Input data:

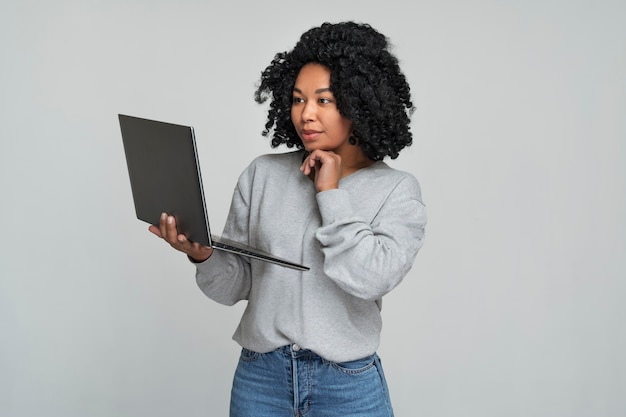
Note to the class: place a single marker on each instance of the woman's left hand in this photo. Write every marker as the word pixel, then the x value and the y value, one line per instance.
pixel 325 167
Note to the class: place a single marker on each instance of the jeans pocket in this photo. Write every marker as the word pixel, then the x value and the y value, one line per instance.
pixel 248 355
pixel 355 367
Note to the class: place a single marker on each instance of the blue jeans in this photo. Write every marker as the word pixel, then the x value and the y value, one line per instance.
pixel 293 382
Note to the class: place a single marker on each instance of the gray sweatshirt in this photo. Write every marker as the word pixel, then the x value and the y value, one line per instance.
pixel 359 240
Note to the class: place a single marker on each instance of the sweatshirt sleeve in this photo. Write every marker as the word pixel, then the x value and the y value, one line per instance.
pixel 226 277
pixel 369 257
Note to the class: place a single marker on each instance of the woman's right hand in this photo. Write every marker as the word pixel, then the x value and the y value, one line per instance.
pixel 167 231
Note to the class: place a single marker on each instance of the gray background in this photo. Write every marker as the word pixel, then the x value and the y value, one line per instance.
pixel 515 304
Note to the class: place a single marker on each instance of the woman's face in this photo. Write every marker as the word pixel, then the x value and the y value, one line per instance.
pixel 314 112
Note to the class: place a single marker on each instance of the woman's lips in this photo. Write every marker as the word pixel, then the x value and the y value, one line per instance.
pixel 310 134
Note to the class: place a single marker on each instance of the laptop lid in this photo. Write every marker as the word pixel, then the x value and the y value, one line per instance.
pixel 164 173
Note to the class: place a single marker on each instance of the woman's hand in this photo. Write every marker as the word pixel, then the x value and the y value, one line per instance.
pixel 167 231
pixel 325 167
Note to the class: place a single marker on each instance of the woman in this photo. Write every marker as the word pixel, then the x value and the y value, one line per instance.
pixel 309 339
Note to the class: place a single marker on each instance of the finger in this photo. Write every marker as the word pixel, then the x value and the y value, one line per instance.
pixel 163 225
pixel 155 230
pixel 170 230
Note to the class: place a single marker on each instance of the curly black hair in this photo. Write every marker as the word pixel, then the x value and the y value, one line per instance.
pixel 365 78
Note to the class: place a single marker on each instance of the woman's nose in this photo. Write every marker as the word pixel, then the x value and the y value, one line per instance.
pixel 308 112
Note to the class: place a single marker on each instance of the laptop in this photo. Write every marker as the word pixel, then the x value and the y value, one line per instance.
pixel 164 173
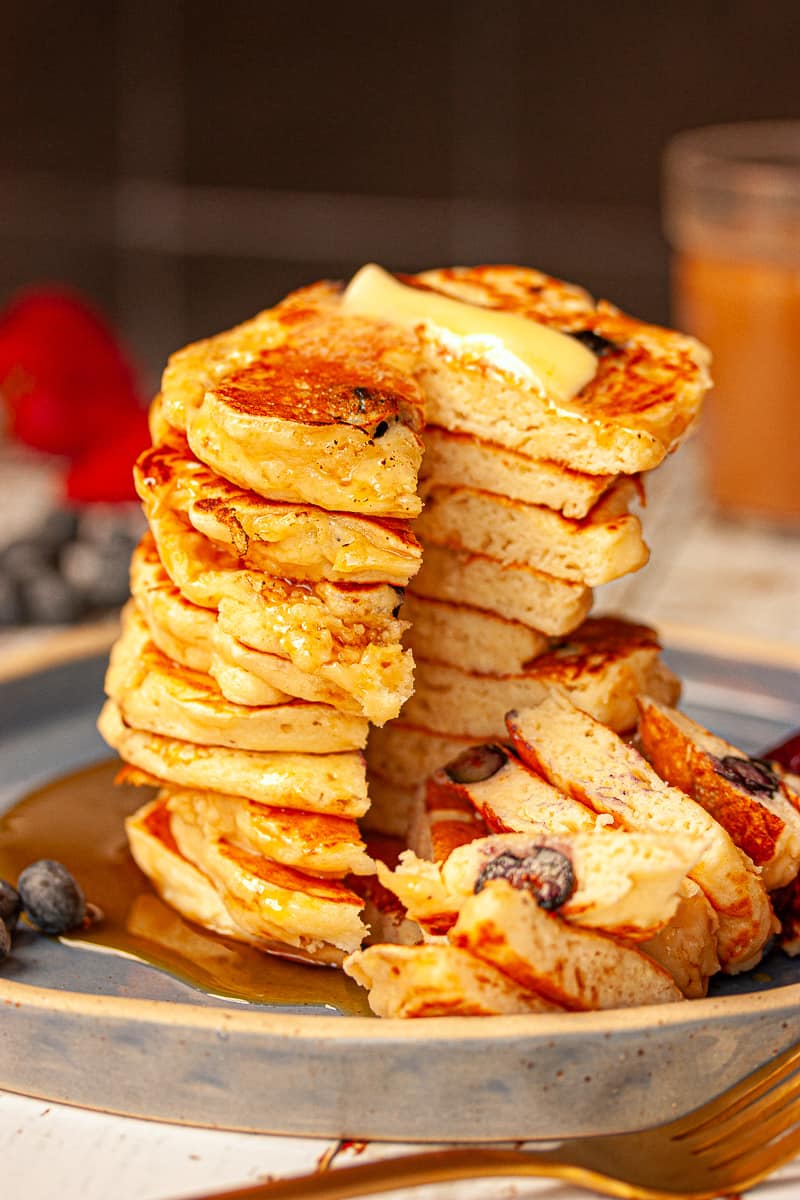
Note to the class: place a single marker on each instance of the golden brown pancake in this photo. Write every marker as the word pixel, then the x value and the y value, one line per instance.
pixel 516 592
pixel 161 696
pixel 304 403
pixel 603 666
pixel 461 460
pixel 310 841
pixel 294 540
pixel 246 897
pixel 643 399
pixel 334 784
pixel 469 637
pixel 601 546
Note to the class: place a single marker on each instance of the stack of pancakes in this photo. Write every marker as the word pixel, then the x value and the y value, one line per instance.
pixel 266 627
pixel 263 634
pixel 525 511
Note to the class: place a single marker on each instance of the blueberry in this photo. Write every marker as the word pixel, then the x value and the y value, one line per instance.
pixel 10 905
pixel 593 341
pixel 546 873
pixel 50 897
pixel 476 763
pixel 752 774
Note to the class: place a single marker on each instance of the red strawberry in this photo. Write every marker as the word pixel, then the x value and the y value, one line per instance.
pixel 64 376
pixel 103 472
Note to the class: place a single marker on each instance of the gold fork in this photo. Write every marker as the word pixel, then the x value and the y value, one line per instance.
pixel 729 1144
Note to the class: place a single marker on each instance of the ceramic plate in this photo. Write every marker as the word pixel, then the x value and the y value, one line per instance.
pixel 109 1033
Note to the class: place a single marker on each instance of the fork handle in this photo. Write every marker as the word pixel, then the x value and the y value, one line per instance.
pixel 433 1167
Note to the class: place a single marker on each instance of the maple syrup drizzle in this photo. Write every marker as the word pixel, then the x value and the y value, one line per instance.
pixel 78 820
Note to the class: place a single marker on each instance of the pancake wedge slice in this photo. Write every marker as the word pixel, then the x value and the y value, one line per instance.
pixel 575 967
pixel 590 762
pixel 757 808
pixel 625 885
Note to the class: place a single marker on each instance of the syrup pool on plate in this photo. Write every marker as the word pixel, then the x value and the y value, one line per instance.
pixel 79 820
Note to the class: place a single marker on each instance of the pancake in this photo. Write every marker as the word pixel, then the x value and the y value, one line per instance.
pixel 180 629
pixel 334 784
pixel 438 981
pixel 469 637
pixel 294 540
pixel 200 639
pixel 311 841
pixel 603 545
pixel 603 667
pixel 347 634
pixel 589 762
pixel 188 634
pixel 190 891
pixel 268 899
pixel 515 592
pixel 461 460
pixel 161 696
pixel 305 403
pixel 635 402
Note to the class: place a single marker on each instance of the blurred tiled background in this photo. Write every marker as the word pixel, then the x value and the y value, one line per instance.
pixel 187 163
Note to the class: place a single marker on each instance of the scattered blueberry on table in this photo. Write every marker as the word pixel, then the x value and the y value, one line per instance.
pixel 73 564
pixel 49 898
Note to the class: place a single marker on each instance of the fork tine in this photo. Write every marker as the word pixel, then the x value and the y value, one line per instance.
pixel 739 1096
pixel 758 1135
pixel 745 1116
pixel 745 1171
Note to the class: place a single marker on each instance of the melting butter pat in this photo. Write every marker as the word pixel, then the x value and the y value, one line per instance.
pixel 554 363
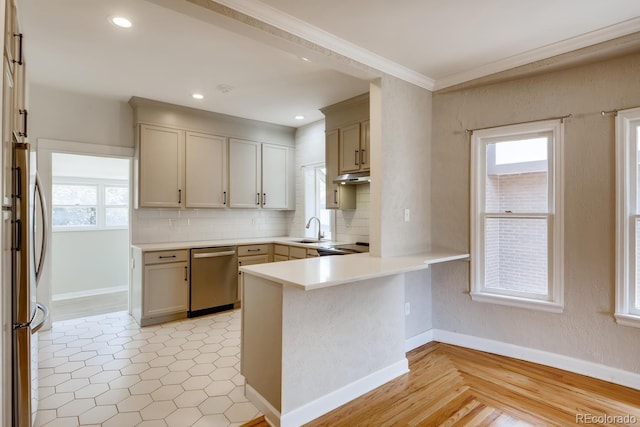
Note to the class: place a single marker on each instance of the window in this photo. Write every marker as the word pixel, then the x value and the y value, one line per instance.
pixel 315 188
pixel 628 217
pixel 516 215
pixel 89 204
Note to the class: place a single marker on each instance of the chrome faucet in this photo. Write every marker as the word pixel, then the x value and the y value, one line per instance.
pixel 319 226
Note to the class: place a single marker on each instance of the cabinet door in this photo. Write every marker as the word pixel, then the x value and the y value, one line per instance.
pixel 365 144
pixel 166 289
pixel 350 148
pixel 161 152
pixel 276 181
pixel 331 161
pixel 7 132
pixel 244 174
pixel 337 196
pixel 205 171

* * *

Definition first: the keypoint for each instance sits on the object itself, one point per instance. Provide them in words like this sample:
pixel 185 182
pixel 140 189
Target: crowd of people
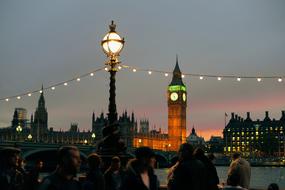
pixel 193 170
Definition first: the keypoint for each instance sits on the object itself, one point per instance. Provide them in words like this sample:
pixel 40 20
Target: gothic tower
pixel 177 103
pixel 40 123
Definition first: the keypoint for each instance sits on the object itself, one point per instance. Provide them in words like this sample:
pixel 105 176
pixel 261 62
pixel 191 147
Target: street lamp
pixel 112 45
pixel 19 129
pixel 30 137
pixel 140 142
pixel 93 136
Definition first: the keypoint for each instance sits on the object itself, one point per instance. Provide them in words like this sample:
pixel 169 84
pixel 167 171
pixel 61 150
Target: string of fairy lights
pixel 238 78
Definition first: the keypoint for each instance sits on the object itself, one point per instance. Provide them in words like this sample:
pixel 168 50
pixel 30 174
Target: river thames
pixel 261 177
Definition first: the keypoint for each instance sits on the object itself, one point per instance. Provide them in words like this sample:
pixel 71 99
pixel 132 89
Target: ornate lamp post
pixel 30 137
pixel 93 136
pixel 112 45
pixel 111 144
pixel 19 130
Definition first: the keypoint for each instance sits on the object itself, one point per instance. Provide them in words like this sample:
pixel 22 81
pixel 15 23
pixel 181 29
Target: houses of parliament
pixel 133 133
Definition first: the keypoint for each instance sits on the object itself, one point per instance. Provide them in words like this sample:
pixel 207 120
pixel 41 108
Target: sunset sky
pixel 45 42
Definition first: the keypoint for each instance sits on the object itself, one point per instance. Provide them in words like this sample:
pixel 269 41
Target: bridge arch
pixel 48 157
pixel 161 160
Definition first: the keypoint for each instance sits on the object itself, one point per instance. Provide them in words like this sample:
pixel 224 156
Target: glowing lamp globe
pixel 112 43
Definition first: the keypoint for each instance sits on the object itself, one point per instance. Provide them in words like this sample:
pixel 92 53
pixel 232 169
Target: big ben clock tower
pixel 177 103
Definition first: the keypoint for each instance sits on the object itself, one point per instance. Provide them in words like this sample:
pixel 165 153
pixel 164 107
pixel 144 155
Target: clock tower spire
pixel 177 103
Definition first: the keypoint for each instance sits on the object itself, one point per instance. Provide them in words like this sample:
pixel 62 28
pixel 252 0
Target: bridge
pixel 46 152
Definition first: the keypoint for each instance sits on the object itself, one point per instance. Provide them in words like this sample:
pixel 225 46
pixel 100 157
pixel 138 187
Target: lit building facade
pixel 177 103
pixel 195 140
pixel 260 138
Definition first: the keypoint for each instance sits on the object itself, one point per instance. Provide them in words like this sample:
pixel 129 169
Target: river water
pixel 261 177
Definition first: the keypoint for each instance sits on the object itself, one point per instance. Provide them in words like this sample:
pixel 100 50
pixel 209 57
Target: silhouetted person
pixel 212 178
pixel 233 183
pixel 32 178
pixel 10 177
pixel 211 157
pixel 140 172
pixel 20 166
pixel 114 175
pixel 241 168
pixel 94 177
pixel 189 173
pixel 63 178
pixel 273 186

Requirement:
Output the lines above between the one holding "Target: sunset sky" and the one holding "pixel 209 57", inclusive, with nothing before or after them.

Output below:
Target: sunset sky
pixel 45 42
Definition first: the keypoint for each instance sits on the object itself, one point per instance. Provide them in words like this sample:
pixel 269 41
Target: bridge arch
pixel 48 157
pixel 161 160
Definition first: the keypoint for each instance sits on the object itself, one point per instance. Provide them in words like this sample:
pixel 224 156
Target: glowing lamp globe
pixel 112 43
Definition first: the keypoint for each instance sits on the object itself, one point per instance. Provide them in words like this sample:
pixel 92 53
pixel 232 169
Target: big ben clock tower
pixel 177 103
Definition first: the keypoint for each instance sits on the object itself, one point per instance. Provide them in words like this sample:
pixel 165 153
pixel 164 107
pixel 144 155
Target: clock tower spire
pixel 177 103
Definition first: the keypoint for each instance sits on the object itself, one point per instance. Provide them in words like this sample:
pixel 62 28
pixel 252 0
Target: bridge
pixel 46 152
Definition first: the keypoint for each instance sits on the object itself, one point per instance. Provide them in words like this sample:
pixel 225 46
pixel 100 157
pixel 138 187
Target: lit building facade
pixel 177 103
pixel 195 140
pixel 260 138
Definition first: the keypoint for each instance sits on the object itself, one point per instance. Provide them in words like this sample:
pixel 129 169
Target: river water
pixel 261 177
Definition first: the keypoint for each instance sits on the object itself, one point per instance. Provide them in words like this sample:
pixel 100 50
pixel 209 57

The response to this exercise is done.